When you copy the data that follows, reproduce every word exactly and leave out the images.

= Beginning of Section =

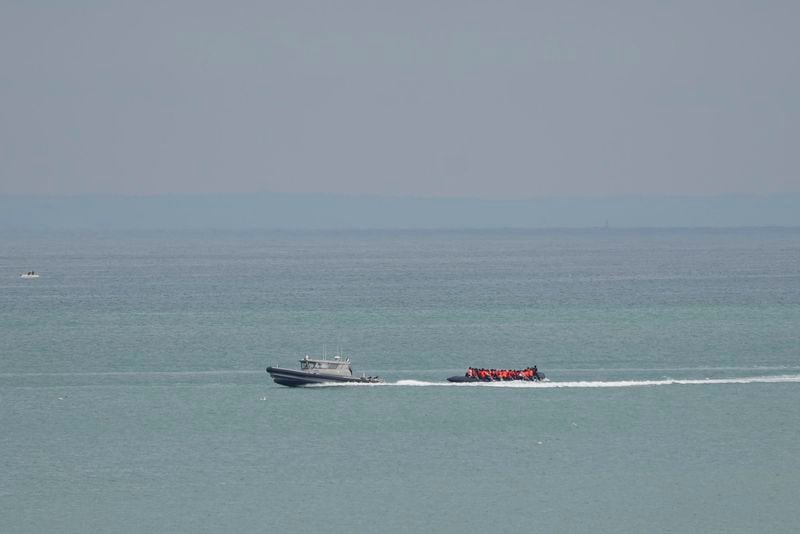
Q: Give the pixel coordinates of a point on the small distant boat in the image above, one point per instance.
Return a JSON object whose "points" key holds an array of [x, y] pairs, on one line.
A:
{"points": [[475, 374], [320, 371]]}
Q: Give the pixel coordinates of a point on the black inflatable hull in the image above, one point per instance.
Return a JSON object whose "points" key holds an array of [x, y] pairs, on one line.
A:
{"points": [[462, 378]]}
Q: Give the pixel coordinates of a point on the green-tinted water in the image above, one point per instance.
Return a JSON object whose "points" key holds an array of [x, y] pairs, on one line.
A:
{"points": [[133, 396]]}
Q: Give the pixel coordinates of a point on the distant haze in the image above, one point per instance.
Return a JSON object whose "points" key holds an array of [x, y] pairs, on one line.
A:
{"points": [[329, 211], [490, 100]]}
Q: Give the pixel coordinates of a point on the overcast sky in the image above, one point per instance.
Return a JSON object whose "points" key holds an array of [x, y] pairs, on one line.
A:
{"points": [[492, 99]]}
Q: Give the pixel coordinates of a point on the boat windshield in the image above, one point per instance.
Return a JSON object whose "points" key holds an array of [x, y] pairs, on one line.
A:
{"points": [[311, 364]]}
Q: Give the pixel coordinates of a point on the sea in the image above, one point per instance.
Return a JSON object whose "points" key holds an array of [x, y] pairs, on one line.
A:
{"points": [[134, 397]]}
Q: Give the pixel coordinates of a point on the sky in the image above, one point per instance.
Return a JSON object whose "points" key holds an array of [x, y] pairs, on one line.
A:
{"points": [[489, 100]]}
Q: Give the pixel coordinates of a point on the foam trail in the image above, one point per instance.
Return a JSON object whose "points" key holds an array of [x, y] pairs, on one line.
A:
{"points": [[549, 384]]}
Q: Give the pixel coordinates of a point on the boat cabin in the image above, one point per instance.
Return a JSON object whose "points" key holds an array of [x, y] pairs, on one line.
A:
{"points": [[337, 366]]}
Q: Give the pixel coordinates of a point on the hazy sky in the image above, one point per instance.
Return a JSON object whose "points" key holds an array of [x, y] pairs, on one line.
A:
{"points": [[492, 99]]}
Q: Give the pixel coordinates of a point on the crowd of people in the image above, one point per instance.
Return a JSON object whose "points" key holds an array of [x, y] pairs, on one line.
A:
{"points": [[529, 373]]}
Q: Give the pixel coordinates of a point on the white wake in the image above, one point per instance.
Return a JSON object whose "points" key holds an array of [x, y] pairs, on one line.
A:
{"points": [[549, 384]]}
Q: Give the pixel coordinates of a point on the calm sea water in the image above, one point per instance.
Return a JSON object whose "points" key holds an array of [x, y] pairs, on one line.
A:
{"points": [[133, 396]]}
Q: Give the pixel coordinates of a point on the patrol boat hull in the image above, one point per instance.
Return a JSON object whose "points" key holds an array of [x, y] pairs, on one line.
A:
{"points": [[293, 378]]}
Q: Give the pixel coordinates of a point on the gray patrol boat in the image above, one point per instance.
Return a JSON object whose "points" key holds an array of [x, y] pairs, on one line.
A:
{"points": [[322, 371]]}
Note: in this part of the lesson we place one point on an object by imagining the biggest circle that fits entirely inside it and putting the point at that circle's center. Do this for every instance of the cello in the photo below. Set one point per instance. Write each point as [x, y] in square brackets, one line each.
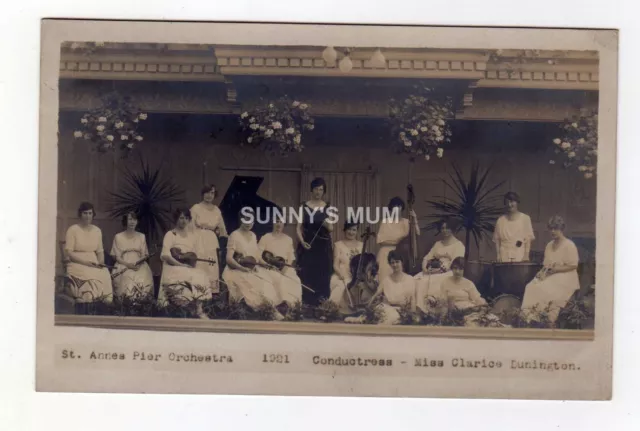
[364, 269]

= End of Section =

Solved exercise |
Q: Give the pixel coordinates of a point on the small distant boat in the image above, one point per instance.
Return a JSON object whose "points" key holds an array of [x, y] pairs, on one line.
A:
{"points": [[475, 374], [320, 371]]}
Q: Give the pixel coordinates of a point on the black inflatable hull in the image above, one point per instance.
Return a JSON object whose "points" key holds an array of [x, y] pairs, on one line.
A:
{"points": [[462, 378]]}
Q: Give the pixel coordinates of a point on the green-tinted water in the image above, one point per instance.
Return a JSON object whose "points" key holds an array of [x, y] pairs, on one line.
A:
{"points": [[133, 396]]}
Q: Give the pixel coordinates of a point on the distant haze in the image above, one point per instance.
Return a JSON object whose "points" key holds an array of [x, y] pairs, on one line.
A:
{"points": [[329, 211], [490, 100]]}
Q: Give the pixel coordinates of a point on the overcast sky in the image above, one point per instance.
Return a JSON object whose "points" key holds an array of [x, y] pairs, on one line.
A:
{"points": [[492, 99]]}
Q: Give the pixel coordinates of a point on the boat windshield in the image above, one point per instance.
Return a JSON object whose "points" key holds an array of [x, y] pairs, on one line.
A:
{"points": [[311, 364]]}
Q: Give the pixel coordinates of a point on the sea in the image above, one point per instance.
Return a JSON object whose "points" key holds an array of [x, y] pairs, on one line.
A:
{"points": [[134, 397]]}
Q: Give the pixel coordinates of a point on the sky in the image above, one point per instance.
Return a JSON object whose "points" key holds an array of [x, y] pairs, on one line.
A:
{"points": [[489, 100]]}
Q: Give the pixel coordinates of a point on the foam trail in the image above, one point per instance.
Return a JSON object whose "points" key holds an array of [x, y] pairs, on one line.
A:
{"points": [[549, 384]]}
Q: Give the pixel coordinates of a point on the boat cabin in the image above, one point per instance.
Return a JSON object whose "points" key holds an array of [x, y] pairs, on one line.
A:
{"points": [[337, 366]]}
Q: Give the pixel coordinates of a point on the hazy sky in the image above, one point per instance.
Return a JSON object whose "points" key holds an array of [x, y] pairs, on one line.
A:
{"points": [[492, 99]]}
Q: Give the pixel coordinates of a point on the crowd of people in the image above, one point per instance.
Return a JSON object whose "points" key holds an array of [x, y] pairs, on one line.
A:
{"points": [[529, 373]]}
Q: Give the pixel coordinates of a point on the white wake in the image above, one point per instance.
Return a JSON object whose "points" key holds an array of [x, y] pairs, on one line.
A:
{"points": [[549, 384]]}
Q: Give the pixel coordinates of a point on the calm sea water in the image above, one point per instance.
Return a JSON object whose "points" key holds an array of [x, y] pairs, on one line.
A:
{"points": [[133, 396]]}
Q: Give the pixel coordinates of a point on the patrol boat hull in the image above, one point per instance.
Return a JSON object whose "points" key holds an array of [x, y] pairs, on one line.
A:
{"points": [[293, 378]]}
Q: Give the pixel coordinates of a point on the gray patrol boat in the image above, one point per instance.
Return a JSON object whose "points" key holds an array of [x, y] pairs, on one line.
A:
{"points": [[322, 371]]}
Note: in this part of the lesson we place one point on an object by imagining the biggest circle that fits entirely inside it and putting the point at that circle's center. Do this for every instance of the cello in the photo below. Set one point per instance. Write each point as [x, y] in square brackets, one line each.
[364, 269]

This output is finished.